§ **Records from a data collection**
*** Begin section ***

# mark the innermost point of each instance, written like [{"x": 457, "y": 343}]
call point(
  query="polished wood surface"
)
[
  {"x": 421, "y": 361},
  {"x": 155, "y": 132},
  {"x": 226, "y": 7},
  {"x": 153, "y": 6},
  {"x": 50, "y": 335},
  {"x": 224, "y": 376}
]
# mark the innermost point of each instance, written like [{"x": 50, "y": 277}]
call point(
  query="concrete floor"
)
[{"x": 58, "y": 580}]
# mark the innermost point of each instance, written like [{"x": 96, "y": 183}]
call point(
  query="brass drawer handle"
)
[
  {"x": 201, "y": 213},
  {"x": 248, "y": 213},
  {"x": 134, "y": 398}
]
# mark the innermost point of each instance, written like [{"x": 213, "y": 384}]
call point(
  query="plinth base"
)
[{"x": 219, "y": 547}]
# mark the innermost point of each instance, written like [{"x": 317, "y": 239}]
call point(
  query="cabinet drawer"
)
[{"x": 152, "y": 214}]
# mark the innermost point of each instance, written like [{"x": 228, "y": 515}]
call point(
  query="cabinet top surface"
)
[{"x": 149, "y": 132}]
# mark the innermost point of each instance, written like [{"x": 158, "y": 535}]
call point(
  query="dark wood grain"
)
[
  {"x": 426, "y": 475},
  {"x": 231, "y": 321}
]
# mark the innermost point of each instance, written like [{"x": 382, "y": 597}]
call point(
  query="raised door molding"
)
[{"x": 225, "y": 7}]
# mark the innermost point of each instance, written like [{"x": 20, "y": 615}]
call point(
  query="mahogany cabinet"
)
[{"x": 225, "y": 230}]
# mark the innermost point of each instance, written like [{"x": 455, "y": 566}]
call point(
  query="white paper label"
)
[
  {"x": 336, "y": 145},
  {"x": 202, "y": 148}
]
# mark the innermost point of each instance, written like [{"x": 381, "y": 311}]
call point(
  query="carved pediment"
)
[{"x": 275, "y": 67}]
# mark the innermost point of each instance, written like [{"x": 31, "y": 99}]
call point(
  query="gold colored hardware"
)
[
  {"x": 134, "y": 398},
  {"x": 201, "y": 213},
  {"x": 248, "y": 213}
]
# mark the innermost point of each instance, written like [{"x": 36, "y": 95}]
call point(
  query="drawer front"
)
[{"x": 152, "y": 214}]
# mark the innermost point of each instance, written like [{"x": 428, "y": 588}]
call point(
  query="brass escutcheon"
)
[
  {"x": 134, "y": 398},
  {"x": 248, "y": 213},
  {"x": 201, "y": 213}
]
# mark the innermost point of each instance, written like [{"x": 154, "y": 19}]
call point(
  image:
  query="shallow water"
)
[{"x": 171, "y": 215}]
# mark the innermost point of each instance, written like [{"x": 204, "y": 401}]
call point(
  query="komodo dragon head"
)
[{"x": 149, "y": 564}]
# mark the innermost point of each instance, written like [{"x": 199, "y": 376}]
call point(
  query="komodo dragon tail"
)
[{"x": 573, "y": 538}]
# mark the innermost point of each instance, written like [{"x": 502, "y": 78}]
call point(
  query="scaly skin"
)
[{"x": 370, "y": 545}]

*** End section ***

§ **Task**
Extract from the data every line where "drawer" shows up.

§ **Response to this task**
  query="brass drawer handle"
  query="cabinet drawer"
  query="drawer front"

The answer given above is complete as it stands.